#### [Goal]
From the data below, keep only the lines that contain the string "dark" and copy each of them out. Upper and lower case must match.

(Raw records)
^^^^^^^^

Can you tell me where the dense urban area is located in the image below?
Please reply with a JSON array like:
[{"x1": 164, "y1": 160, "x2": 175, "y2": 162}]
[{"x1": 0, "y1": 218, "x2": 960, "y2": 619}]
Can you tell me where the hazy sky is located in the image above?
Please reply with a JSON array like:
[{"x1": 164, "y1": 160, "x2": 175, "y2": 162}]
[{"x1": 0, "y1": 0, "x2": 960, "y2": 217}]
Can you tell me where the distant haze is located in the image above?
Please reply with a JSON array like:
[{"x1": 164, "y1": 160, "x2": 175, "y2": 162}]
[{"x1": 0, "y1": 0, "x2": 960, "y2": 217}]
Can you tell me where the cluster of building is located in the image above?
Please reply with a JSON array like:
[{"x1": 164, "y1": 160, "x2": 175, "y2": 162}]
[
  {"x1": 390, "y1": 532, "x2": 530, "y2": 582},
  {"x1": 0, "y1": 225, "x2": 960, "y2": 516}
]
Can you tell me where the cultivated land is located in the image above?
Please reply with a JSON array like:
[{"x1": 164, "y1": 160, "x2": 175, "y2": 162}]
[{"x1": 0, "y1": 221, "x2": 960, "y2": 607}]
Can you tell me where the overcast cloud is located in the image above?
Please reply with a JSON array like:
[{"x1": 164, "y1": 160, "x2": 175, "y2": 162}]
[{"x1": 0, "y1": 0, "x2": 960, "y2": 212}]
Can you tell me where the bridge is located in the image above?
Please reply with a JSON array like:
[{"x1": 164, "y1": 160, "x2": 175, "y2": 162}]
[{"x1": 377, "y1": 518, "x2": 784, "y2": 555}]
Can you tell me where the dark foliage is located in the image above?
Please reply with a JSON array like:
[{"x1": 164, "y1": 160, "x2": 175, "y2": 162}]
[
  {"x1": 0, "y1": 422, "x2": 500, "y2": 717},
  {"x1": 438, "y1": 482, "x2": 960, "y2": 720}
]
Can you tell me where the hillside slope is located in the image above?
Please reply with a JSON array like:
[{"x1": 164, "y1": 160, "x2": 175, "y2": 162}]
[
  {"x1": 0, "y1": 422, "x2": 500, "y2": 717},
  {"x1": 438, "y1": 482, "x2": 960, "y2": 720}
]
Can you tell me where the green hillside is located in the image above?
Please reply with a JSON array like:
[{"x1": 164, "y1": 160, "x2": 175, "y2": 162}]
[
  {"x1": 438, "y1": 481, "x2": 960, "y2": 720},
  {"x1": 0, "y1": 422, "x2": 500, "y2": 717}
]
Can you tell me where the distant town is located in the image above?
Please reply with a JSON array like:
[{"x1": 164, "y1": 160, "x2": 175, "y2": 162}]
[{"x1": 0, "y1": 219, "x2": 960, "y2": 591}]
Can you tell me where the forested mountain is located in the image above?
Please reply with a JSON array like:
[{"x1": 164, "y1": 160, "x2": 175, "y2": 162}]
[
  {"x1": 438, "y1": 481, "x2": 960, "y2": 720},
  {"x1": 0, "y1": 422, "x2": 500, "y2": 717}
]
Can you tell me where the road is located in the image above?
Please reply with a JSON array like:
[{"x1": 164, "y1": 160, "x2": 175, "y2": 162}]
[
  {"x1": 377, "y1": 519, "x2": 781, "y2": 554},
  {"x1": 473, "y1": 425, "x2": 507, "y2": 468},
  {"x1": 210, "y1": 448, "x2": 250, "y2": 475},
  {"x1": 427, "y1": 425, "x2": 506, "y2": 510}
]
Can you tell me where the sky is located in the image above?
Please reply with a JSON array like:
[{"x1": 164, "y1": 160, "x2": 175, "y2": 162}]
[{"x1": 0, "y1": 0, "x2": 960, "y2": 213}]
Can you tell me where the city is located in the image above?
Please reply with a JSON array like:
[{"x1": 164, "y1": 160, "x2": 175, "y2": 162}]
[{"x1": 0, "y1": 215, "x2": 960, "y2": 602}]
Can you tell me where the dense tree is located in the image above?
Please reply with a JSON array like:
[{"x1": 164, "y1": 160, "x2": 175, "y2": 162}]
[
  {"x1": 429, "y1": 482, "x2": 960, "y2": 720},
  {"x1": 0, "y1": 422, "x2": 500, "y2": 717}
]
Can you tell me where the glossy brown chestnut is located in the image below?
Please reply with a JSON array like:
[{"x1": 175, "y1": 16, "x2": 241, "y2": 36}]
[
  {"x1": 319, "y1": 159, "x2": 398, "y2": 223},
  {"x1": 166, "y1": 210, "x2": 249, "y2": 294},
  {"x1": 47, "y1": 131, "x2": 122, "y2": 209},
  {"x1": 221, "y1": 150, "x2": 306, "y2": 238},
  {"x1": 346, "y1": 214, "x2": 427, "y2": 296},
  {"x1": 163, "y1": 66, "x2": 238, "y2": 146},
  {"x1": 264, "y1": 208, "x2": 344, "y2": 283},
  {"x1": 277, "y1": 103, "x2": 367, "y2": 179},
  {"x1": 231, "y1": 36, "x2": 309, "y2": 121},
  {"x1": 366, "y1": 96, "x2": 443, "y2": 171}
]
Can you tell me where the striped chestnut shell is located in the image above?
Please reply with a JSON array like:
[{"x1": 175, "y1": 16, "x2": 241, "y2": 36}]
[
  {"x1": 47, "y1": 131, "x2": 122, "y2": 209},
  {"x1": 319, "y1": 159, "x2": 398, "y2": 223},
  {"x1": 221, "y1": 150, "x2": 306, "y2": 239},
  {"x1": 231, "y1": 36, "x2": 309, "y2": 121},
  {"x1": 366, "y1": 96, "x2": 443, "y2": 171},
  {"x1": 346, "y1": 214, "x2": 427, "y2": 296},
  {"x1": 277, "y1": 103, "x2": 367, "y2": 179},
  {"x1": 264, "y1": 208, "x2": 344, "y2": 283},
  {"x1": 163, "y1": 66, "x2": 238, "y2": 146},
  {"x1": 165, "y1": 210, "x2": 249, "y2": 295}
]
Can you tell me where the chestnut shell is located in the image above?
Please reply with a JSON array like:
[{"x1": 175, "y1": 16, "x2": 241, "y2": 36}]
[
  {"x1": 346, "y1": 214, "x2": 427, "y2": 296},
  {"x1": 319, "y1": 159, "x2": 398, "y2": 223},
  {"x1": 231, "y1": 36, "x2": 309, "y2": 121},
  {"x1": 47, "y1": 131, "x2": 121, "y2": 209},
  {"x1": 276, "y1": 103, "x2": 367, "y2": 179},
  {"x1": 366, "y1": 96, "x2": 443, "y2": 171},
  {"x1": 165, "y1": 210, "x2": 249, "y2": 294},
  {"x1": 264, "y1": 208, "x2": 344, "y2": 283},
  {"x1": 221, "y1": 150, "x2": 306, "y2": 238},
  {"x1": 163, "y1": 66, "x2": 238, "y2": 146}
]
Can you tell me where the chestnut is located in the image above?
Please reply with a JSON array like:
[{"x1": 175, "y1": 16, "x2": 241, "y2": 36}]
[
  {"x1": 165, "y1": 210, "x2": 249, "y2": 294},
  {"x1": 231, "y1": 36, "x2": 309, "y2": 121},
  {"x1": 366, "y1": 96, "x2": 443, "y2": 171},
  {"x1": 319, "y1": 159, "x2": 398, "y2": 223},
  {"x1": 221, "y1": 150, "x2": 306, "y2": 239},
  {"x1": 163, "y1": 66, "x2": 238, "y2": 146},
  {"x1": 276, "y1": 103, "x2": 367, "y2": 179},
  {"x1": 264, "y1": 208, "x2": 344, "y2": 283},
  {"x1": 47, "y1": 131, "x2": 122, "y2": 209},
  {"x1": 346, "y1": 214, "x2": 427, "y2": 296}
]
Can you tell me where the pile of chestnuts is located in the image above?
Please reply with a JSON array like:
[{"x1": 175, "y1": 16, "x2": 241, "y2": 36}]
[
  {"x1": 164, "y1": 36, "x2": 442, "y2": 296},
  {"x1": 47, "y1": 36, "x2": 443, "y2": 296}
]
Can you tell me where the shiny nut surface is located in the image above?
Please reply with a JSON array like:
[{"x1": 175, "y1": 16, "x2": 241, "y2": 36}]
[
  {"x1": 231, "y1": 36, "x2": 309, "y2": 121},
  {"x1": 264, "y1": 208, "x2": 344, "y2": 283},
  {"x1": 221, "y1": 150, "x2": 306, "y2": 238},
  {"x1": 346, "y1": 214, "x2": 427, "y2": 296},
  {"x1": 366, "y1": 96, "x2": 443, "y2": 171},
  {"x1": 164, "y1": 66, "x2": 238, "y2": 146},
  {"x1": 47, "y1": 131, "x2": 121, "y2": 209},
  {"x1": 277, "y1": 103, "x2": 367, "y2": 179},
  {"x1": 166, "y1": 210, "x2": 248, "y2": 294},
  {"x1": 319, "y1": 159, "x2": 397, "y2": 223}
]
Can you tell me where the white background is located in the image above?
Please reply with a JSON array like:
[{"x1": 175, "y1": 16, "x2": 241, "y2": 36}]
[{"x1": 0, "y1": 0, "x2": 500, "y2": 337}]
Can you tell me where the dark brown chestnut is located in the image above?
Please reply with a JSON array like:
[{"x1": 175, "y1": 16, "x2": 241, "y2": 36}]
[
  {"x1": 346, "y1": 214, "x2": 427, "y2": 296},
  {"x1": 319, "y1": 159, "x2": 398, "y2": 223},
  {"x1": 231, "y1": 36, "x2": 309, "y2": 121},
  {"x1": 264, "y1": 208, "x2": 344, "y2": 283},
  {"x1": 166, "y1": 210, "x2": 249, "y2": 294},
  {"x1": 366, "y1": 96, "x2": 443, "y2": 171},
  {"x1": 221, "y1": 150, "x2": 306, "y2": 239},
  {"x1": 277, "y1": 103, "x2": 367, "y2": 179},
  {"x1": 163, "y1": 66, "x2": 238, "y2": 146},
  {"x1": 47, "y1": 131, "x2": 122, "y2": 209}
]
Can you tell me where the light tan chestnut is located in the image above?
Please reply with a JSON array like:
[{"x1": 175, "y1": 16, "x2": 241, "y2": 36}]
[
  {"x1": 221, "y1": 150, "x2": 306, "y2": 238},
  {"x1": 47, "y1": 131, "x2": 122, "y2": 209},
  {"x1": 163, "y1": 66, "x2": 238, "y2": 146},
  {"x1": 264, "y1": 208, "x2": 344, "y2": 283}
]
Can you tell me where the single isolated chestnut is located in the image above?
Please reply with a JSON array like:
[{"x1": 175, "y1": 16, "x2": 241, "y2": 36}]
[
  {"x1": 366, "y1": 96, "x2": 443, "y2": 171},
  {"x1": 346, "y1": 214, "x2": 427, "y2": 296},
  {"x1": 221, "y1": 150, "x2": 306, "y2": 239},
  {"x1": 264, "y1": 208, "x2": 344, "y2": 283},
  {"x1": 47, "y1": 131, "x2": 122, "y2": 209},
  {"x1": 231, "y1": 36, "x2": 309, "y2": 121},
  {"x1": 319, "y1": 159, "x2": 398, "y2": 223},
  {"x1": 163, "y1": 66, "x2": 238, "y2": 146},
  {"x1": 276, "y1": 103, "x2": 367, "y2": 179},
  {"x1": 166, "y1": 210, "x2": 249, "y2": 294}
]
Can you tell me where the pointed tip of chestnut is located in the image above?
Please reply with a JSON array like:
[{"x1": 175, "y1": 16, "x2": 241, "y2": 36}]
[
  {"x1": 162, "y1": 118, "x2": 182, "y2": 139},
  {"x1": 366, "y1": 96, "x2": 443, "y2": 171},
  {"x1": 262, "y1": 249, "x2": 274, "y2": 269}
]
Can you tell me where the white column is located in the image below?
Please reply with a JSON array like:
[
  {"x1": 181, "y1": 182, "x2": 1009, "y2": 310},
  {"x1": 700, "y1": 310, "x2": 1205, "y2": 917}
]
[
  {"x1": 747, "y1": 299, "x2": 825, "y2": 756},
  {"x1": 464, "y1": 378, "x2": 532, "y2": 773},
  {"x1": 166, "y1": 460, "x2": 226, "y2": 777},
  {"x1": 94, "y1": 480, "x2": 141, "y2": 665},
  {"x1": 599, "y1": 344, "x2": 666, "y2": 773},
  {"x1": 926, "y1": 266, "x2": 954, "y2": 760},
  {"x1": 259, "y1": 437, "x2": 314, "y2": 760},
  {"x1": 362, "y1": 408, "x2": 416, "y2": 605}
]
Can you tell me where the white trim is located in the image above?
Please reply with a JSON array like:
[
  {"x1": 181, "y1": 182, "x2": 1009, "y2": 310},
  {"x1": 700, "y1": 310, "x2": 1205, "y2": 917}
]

^^^^^^^^

#### [Answer to the task]
Can you tell me where the dark foliage is located in the image above?
Can you tell me where the dark brown chestnut is located in the image above?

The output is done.